**RECORDS SHOWN:**

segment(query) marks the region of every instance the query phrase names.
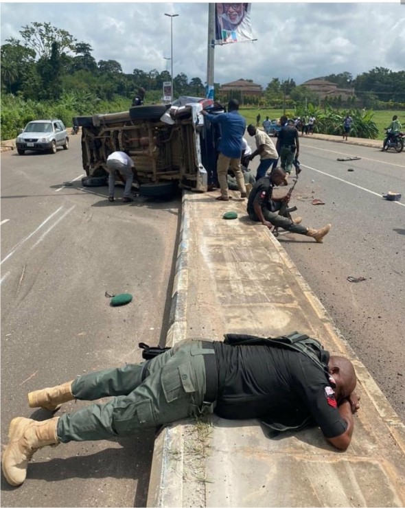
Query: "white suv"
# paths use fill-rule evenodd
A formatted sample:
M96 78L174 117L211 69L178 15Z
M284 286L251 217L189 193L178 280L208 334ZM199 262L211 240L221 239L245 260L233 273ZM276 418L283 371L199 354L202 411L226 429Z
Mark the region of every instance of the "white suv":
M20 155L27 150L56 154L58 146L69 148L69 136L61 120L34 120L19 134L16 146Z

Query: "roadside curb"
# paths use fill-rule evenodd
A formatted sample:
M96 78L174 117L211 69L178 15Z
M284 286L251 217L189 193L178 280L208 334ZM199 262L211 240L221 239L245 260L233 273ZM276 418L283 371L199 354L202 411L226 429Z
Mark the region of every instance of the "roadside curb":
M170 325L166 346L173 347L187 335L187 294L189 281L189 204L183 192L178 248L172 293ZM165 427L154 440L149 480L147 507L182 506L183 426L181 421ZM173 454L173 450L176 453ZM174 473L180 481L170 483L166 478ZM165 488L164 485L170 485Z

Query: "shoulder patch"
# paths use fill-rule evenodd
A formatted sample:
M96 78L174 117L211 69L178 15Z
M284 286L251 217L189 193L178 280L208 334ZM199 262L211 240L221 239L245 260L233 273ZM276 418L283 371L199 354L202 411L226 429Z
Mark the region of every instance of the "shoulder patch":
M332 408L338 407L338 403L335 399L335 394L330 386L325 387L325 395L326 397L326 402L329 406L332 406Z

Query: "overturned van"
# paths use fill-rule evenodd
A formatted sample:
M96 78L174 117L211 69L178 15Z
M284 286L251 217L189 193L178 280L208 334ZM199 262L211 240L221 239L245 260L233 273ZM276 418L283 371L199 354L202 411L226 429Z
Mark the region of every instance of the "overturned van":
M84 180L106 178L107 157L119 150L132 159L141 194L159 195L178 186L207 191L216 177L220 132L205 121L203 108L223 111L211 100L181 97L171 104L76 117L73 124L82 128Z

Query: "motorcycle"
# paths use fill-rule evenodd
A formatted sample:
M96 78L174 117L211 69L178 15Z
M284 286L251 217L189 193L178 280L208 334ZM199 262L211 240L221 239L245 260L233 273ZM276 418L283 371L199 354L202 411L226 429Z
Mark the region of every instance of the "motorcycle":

**GOAL OF THE EXERCISE:** Print all the records above line for line, unchanged, but leave out the pictures.

**SOLUTION FOR THIS PROBLEM:**
segment(query) marks the region of every instance the query phrase names.
Query: "white suv"
# paths use fill-rule evenodd
A formatted sample:
M96 78L174 117L211 69L178 15Z
M284 286L251 217L189 193L178 280L208 334ZM199 262L211 240L221 239L245 260L233 273ZM276 418L283 371L199 354L202 411L226 429Z
Mark the region of every instance of the "white suv":
M20 155L27 150L56 154L58 146L69 148L69 136L61 120L34 120L19 134L16 146Z

Query: "roadside curb"
# paths use fill-rule evenodd
A formatted sample:
M96 78L174 117L211 69L178 15Z
M284 286L251 217L189 193L178 280L208 334ZM199 262L211 240L221 239L245 260L233 273ZM276 418L283 371L199 354L202 411L226 429Z
Mark the region of every instance of the "roadside curb":
M170 325L166 346L173 347L187 335L187 294L189 281L189 204L183 192L178 248L172 293ZM165 427L154 440L149 480L147 507L182 506L183 426L181 421ZM173 454L173 450L176 453ZM174 473L180 481L170 483L166 478ZM165 488L164 485L170 485Z

Query: "shoulder patch"
# paths use fill-rule evenodd
A formatted sample:
M96 78L174 117L211 69L178 15Z
M284 286L251 217L189 193L178 280L208 334ZM199 262L211 240L221 239L245 260L233 273ZM276 418L283 371L199 354L202 411L226 429Z
Mark the region of every instance of the "shoulder patch":
M332 408L338 407L338 403L335 399L335 394L330 386L325 387L325 395L326 397L326 402L329 406L332 406Z

Query: "overturned van"
# paths use fill-rule evenodd
A formatted sample:
M96 78L174 117L211 69L178 15Z
M284 286L251 217L189 193L178 280L208 334ZM199 262L211 240L221 239L245 260L233 273ZM276 418L283 371L199 354L202 411L226 429Z
Mark the region of every instance of the "overturned van":
M84 180L106 178L107 157L119 150L132 159L141 194L159 195L178 186L207 191L216 177L220 132L205 121L203 108L223 111L211 100L181 97L171 104L76 117L73 124L82 128Z

Query: "motorcycle"
# paths use fill-rule evenodd
A formatted sample:
M96 78L174 117L211 69L178 15Z
M284 286L251 217L189 193L178 280L208 334ZM199 262L211 240L221 239L245 260L233 273ZM276 418L283 371L199 354L202 411L226 429Z
Mark the region of every instance of the "motorcycle":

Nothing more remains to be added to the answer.